** start EXTRACTED INFORMATION **

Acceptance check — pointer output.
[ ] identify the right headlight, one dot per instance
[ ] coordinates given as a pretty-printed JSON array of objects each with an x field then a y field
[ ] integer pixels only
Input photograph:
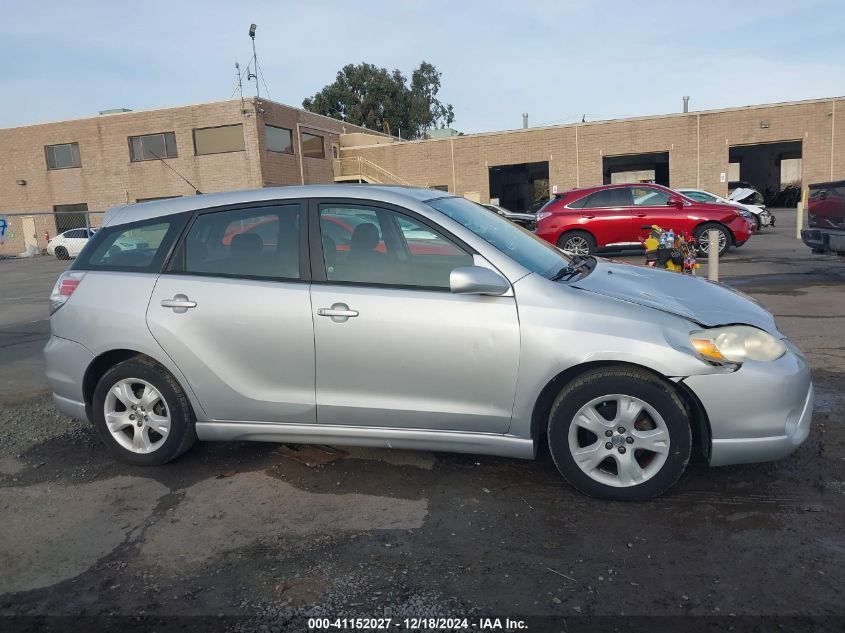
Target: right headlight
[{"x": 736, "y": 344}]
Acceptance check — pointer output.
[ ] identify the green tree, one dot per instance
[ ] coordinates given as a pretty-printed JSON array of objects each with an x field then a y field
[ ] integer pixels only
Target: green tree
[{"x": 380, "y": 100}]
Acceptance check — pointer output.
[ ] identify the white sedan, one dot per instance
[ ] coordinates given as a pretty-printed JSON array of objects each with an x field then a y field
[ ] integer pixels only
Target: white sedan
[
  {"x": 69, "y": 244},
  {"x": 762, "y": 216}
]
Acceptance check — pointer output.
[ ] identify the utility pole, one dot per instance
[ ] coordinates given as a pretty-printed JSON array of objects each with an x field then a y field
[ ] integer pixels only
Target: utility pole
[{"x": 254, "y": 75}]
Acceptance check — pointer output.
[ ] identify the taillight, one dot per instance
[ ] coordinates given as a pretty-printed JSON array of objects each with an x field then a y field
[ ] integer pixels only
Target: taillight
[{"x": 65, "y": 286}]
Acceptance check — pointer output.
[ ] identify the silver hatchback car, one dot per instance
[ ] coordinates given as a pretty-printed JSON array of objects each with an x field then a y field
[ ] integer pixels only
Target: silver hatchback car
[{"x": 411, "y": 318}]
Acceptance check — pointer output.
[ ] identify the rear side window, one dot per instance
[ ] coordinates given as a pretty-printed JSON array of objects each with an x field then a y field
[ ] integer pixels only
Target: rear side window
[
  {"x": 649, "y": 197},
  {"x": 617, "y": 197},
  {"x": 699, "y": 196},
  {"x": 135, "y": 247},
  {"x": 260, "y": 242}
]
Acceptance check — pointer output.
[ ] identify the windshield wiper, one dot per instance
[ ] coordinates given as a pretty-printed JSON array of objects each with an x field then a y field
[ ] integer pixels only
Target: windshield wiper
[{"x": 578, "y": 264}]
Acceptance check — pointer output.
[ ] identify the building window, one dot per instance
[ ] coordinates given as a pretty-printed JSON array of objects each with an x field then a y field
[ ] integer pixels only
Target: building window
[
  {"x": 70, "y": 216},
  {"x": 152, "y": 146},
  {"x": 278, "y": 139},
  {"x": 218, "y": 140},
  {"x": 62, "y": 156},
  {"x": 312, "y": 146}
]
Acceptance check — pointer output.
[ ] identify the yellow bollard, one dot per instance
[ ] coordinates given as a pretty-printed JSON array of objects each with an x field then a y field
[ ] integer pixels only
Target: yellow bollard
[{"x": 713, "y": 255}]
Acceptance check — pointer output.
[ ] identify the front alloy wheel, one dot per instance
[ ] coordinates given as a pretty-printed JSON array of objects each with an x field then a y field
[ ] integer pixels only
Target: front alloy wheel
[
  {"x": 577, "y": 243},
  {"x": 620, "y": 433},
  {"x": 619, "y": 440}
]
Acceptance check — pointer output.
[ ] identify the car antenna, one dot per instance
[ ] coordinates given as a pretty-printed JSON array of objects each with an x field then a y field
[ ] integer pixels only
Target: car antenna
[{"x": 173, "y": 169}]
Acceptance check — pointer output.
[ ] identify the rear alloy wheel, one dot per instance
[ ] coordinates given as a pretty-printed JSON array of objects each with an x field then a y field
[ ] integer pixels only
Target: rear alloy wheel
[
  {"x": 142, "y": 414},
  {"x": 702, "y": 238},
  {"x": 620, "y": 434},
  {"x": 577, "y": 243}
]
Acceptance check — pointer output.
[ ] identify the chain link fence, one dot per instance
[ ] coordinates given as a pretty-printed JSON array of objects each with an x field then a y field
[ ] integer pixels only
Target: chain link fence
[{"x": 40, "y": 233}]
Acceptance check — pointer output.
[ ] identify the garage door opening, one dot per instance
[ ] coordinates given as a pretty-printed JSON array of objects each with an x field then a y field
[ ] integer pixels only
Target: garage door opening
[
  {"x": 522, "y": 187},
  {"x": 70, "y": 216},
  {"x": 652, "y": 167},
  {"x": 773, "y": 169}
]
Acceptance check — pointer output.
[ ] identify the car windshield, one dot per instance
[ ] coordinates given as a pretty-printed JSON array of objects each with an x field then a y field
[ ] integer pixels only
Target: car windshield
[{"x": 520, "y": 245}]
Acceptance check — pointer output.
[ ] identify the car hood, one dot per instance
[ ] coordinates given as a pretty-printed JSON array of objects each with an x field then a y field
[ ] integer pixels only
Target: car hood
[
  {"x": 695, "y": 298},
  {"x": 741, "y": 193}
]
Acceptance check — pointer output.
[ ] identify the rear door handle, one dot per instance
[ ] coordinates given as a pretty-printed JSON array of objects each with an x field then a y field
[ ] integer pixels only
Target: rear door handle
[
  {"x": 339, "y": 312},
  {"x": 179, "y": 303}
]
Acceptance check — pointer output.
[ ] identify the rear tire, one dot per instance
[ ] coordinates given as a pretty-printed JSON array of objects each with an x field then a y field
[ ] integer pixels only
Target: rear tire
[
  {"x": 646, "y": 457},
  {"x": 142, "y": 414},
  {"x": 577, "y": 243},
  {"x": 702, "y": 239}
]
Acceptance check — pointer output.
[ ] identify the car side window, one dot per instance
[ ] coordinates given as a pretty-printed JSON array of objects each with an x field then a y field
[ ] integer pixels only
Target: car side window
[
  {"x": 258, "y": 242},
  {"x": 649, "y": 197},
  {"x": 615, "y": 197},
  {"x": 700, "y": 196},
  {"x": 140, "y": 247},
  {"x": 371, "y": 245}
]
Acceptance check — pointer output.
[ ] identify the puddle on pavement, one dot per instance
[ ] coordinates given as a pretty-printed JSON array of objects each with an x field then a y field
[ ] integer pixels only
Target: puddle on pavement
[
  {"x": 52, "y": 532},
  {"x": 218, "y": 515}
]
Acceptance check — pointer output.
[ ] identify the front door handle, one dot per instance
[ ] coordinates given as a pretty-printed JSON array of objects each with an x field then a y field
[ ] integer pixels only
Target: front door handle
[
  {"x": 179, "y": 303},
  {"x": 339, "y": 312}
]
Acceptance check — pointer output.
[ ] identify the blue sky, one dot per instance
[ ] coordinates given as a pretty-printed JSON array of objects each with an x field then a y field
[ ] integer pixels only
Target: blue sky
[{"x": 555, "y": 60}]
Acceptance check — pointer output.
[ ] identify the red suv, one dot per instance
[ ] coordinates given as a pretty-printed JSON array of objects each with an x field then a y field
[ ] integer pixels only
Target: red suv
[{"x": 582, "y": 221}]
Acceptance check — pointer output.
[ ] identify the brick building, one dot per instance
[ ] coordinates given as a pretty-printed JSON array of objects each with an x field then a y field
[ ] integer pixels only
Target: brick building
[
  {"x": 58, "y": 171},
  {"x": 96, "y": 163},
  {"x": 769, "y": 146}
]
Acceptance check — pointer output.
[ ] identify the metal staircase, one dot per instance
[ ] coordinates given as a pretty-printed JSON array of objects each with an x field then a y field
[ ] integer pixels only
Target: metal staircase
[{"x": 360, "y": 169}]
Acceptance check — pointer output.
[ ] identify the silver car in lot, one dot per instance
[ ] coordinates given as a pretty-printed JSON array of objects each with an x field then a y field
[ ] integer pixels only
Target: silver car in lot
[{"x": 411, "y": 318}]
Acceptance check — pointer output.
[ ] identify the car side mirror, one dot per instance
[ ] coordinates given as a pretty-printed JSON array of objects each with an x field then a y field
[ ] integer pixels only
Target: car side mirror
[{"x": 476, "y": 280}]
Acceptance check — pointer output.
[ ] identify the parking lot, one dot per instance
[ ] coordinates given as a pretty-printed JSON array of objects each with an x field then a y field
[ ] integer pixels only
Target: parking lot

** end EXTRACTED INFORMATION **

__YOUR TASK__
Copy every line of the data exactly as written, excluding the pictures.

__TASK RESPONSE__
Acceptance check — pointer output.
[ ] identify the right headlight, one dot per instance
[ ] coordinates given as a pretty-printed JSON array of objects each with an x field then a y field
[ ] integer pixels only
Input photograph:
Target: right headlight
[{"x": 736, "y": 344}]
Acceptance check — pointer output.
[ ] identify the green tree, one dot per instance
[ ] coordinates given as a pretty-printed JSON array of objects each with an x field then a y field
[ ] integer pixels only
Target: green tree
[{"x": 380, "y": 100}]
Acceptance check — pointer output.
[ ] identify the white sedan, one dot per instance
[ ] coordinates given as a pretty-printed JSON array of objects each with an x field then a y field
[ ] integer pixels only
Target: white sedan
[
  {"x": 69, "y": 244},
  {"x": 762, "y": 216}
]
Acceptance check — pointer output.
[ ] identify the utility pole, one dot per instance
[ ] coordinates given as a pretty-printed JSON array of objects each with an x field then a y field
[ ] integer pixels only
Target: utility pole
[{"x": 254, "y": 75}]
Acceptance check — pointer output.
[ ] identify the taillight, one dot per instance
[ ] coordinates given as a pretty-printed JSON array of objects each with an x field then a y field
[ ] integer pixels only
Target: taillight
[{"x": 65, "y": 286}]
Acceptance check — pointer output.
[ ] identify the silver hatchback car, one dot per instance
[ ] coordinates given as a pretty-printed JSON array of objects each with an x field then a y field
[ ] integer pixels only
Target: silver hatchback car
[{"x": 411, "y": 318}]
Acceptance check — pointer output.
[ ] identify the rear side window, one dot per instance
[ ] coordinates given as a pretty-printed JSON array of objects each with an x field then a y field
[ ] integer pixels only
Target: rear side window
[
  {"x": 649, "y": 197},
  {"x": 617, "y": 197},
  {"x": 699, "y": 196},
  {"x": 135, "y": 247},
  {"x": 260, "y": 242}
]
Acceptance check — pointer output.
[ ] identify the windshield wiper, one dot per instance
[ ] coordinates given as a pretty-printed JSON array of objects each with an x field then a y field
[ ] integer pixels only
Target: windshield wiper
[{"x": 578, "y": 264}]
Acceptance check — pointer output.
[ ] identify the building window, one dot per instance
[ ] coordinates given as a pretty-printed JSON array of objects each with an x field then a y field
[ ] integer pixels only
Target: building window
[
  {"x": 70, "y": 216},
  {"x": 152, "y": 146},
  {"x": 278, "y": 139},
  {"x": 218, "y": 140},
  {"x": 62, "y": 156},
  {"x": 312, "y": 146}
]
Acceptance check — pointer output.
[ ] identify the yellow bollard, one dot per instance
[ ] coordinates given as a pretty-printed JSON array of objects each with an x field then a y field
[ ] integer pixels only
Target: yellow bollard
[{"x": 713, "y": 255}]
Acceptance check — pointer output.
[ ] identify the front alloy wheel, one dot per instance
[ ] coordinates given as a pretty-printed JSON array of objects each with an x field then a y field
[ ] integer pixels only
Target: front alloy wheel
[
  {"x": 577, "y": 243},
  {"x": 620, "y": 433},
  {"x": 619, "y": 440}
]
Acceptance check — pointer output.
[ ] identify the car antenna, one dot per instance
[ ] coordinates given as a pretty-printed JSON array of objects each with an x field then a y field
[ ] integer pixels only
Target: car antenna
[{"x": 173, "y": 169}]
Acceptance check — pointer output.
[ ] identify the rear alloy wheel, one dot per instance
[ ] coordinates given as a pretty-printed JSON array of objects each with an x field then a y field
[ ] integer pixels only
Target: rear alloy wheel
[
  {"x": 142, "y": 414},
  {"x": 702, "y": 238},
  {"x": 620, "y": 434},
  {"x": 577, "y": 243}
]
Acceptance check — pointer output.
[ ] identify the chain link fence, one dot per instance
[ ] coordinates given as a pretty-printed JSON array of objects each with an x field then a y field
[ ] integer pixels only
Target: chain link fence
[{"x": 40, "y": 233}]
Acceptance check — pointer output.
[ ] identify the garage door opening, one dot per instance
[ ] coordinates given as a pretty-printed JSON array of objects each with an x field then a y field
[ ] integer pixels only
Target: garage door opening
[
  {"x": 522, "y": 187},
  {"x": 70, "y": 216},
  {"x": 652, "y": 167},
  {"x": 773, "y": 169}
]
Acceptance check — pointer output.
[ ] identify the car windshield, one dot per instance
[ ] coordinates given as a pretty-printed JSON array of objects each with an x field then a y field
[ ] integer pixels only
Target: car windshield
[{"x": 520, "y": 245}]
Acceptance check — pointer output.
[ ] identify the car hood, one dot per instance
[ ] coordinates given as a pretty-printed JSON array of objects each with an x field then a y field
[ ] integer pixels only
Target: car hood
[
  {"x": 695, "y": 298},
  {"x": 741, "y": 193}
]
Acceptance check — pointer output.
[ ] identify the rear door handle, one dot per instance
[ ] coordinates given as a pretty-printed JSON array of objects each with an x field then a y field
[ ] integer pixels only
Target: rear door handle
[
  {"x": 339, "y": 312},
  {"x": 179, "y": 303}
]
Acceptance check — pointer output.
[ ] identify the rear tire, one dot per instance
[ ] coordinates given as a pretty-printed JSON array of objects each with an x field then a y field
[ ] integer pixels only
Target: rear tire
[
  {"x": 646, "y": 457},
  {"x": 142, "y": 414},
  {"x": 577, "y": 243},
  {"x": 702, "y": 239}
]
Acceptance check — pointer output.
[ ] identify the car side window, one dot per instance
[ ] coordinates given as a pretty-printed JSON array of objects each with an x field then a y field
[ ] integer pixels only
Target: car side window
[
  {"x": 258, "y": 242},
  {"x": 649, "y": 197},
  {"x": 615, "y": 197},
  {"x": 700, "y": 196},
  {"x": 140, "y": 247},
  {"x": 371, "y": 245}
]
Acceptance check — pointer output.
[ ] identify the puddle on pavement, one dot per instance
[ ] coordinates given as a pretty-printed JSON array of objects each with an x field then a y field
[ ] integer pixels only
Target: puddle on pavement
[
  {"x": 52, "y": 532},
  {"x": 218, "y": 515}
]
Acceptance check — pointer output.
[ ] identify the front door handle, one dot per instance
[ ] coordinates given as a pretty-printed JSON array of objects each with an x field then a y field
[ ] integer pixels only
Target: front door handle
[
  {"x": 179, "y": 303},
  {"x": 339, "y": 312}
]
Acceptance check — pointer output.
[ ] identify the blue sky, one dot per instance
[ ] coordinates given as a pretty-printed JSON array of objects each with an x field then a y field
[ ] integer pixels only
Target: blue sky
[{"x": 555, "y": 60}]
Acceptance check — pointer output.
[ ] identify the red suv, one dot per instance
[ ] coordinates given as a pretty-printed JSON array of objects each with an x field then a y field
[ ] integer pixels only
Target: red suv
[{"x": 582, "y": 221}]
Acceptance check — pointer output.
[ ] identify the brick building, one dot per instance
[ ] coordinates given as a pretty-printed JSON array of objects each with an x field then a y field
[ ] integer pixels only
Target: brick building
[
  {"x": 58, "y": 171},
  {"x": 96, "y": 163},
  {"x": 769, "y": 146}
]
Acceptance check — pointer output.
[ ] identify the metal staircase, one dot per instance
[ ] coordinates given as a pretty-printed JSON array of objects each with an x field then a y field
[ ] integer pixels only
Target: metal staircase
[{"x": 360, "y": 169}]
Acceptance check — pointer output.
[ ] identify the silver car in lot, one dot per instance
[ ] coordinates given as a pretty-printed JSON array of objects each with an x field then a y field
[ ] integer pixels only
Target: silver car in lot
[{"x": 411, "y": 318}]
Acceptance check — pointer output.
[ ] identify the car side mirror, one dot per instance
[ ] coordinates given as a pretty-printed JSON array of objects each with an x field then a y field
[ ] integer pixels only
Target: car side mirror
[{"x": 476, "y": 280}]
Acceptance check — pointer output.
[ ] identify the parking lot, one dot per instance
[ ] coordinates given as a pretty-printed JSON array of objects each with an x field then a y field
[ ] integer pixels only
Target: parking lot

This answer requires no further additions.